● **Task description**
Set down the records that follow exactly and completely.

● **Records for this task**
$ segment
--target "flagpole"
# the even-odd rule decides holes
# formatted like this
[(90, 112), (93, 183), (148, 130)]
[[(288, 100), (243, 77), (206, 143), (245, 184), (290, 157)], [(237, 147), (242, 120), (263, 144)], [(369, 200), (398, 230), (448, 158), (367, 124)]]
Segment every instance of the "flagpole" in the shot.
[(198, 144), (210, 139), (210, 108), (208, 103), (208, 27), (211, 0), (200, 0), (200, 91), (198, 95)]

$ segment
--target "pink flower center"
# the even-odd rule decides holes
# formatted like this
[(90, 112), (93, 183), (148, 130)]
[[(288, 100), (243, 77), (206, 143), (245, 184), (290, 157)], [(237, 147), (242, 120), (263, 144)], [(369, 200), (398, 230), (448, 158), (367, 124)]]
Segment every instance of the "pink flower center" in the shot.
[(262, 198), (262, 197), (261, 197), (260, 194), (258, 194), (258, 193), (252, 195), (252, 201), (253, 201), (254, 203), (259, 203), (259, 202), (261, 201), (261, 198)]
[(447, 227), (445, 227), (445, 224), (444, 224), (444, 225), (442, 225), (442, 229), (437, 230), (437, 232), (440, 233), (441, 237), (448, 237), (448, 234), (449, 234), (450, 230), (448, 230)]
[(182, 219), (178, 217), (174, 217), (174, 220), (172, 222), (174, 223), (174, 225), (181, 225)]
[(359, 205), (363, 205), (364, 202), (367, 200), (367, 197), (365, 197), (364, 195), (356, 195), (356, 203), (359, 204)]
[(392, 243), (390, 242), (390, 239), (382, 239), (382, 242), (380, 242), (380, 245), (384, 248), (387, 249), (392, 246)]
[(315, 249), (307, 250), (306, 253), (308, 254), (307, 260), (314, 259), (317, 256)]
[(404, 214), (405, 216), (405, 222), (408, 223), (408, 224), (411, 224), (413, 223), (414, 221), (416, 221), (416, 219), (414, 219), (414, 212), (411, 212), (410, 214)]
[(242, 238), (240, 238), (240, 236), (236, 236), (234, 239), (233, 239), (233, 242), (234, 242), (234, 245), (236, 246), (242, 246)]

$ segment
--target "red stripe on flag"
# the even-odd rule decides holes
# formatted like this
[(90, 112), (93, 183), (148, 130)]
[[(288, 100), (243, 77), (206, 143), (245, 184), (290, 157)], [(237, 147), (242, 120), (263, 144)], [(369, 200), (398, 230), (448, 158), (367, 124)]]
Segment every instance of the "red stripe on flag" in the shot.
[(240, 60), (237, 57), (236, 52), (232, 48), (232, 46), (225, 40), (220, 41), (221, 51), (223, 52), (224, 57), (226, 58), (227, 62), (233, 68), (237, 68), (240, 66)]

● **Result for this task**
$ segment
--target "flagpole"
# the even-odd rule decides holes
# formatted like this
[(90, 112), (93, 183), (148, 130)]
[[(288, 100), (243, 77), (206, 143), (245, 184), (290, 157)], [(237, 147), (242, 120), (263, 144)], [(369, 200), (398, 230), (448, 158), (367, 124)]]
Segment every instance of the "flagpole" in the shot.
[(198, 144), (210, 139), (210, 108), (208, 103), (208, 27), (211, 0), (200, 0), (200, 91), (198, 95)]

$ segment
--target "pink flower center"
# the even-odd rule decides holes
# formatted like this
[(90, 112), (93, 183), (148, 130)]
[[(288, 100), (243, 77), (206, 143), (245, 184), (290, 157)], [(237, 147), (242, 120), (263, 144)], [(369, 200), (398, 230), (448, 158), (367, 124)]]
Segment every instance of the "pink flower center" in the shot.
[(262, 198), (262, 197), (261, 197), (260, 194), (258, 194), (258, 193), (252, 195), (252, 201), (253, 201), (254, 203), (259, 203), (259, 202), (261, 201), (261, 198)]
[(447, 227), (445, 227), (445, 224), (444, 224), (444, 225), (442, 225), (442, 229), (437, 230), (437, 232), (440, 233), (441, 237), (448, 237), (448, 234), (449, 234), (450, 230), (448, 230)]
[(182, 219), (178, 217), (174, 217), (174, 220), (172, 222), (174, 223), (174, 225), (181, 225)]
[(359, 205), (363, 205), (364, 202), (367, 200), (367, 197), (365, 197), (364, 195), (356, 195), (356, 203), (359, 204)]
[(392, 243), (390, 242), (390, 239), (382, 239), (382, 242), (380, 242), (380, 245), (384, 248), (387, 249), (392, 246)]
[(315, 249), (307, 250), (306, 253), (308, 254), (307, 260), (314, 259), (317, 256)]
[(404, 214), (405, 216), (405, 222), (408, 223), (408, 224), (411, 224), (413, 223), (414, 221), (416, 221), (416, 219), (414, 219), (414, 212), (411, 212), (410, 214)]
[(242, 238), (240, 238), (240, 236), (236, 236), (234, 239), (233, 239), (233, 242), (234, 242), (234, 245), (236, 246), (242, 246)]

$ segment
--target "red stripe on flag"
# the even-odd rule decides holes
# formatted like this
[(90, 112), (93, 183), (148, 130)]
[[(288, 100), (243, 77), (206, 143), (245, 184), (290, 157)], [(237, 147), (242, 120), (263, 144)], [(369, 200), (398, 230), (448, 158), (367, 124)]]
Segment every instance of the "red stripe on flag" in the shot.
[(240, 60), (237, 57), (236, 52), (232, 48), (232, 46), (225, 40), (220, 41), (221, 51), (223, 52), (224, 57), (226, 58), (227, 62), (233, 68), (237, 68), (240, 66)]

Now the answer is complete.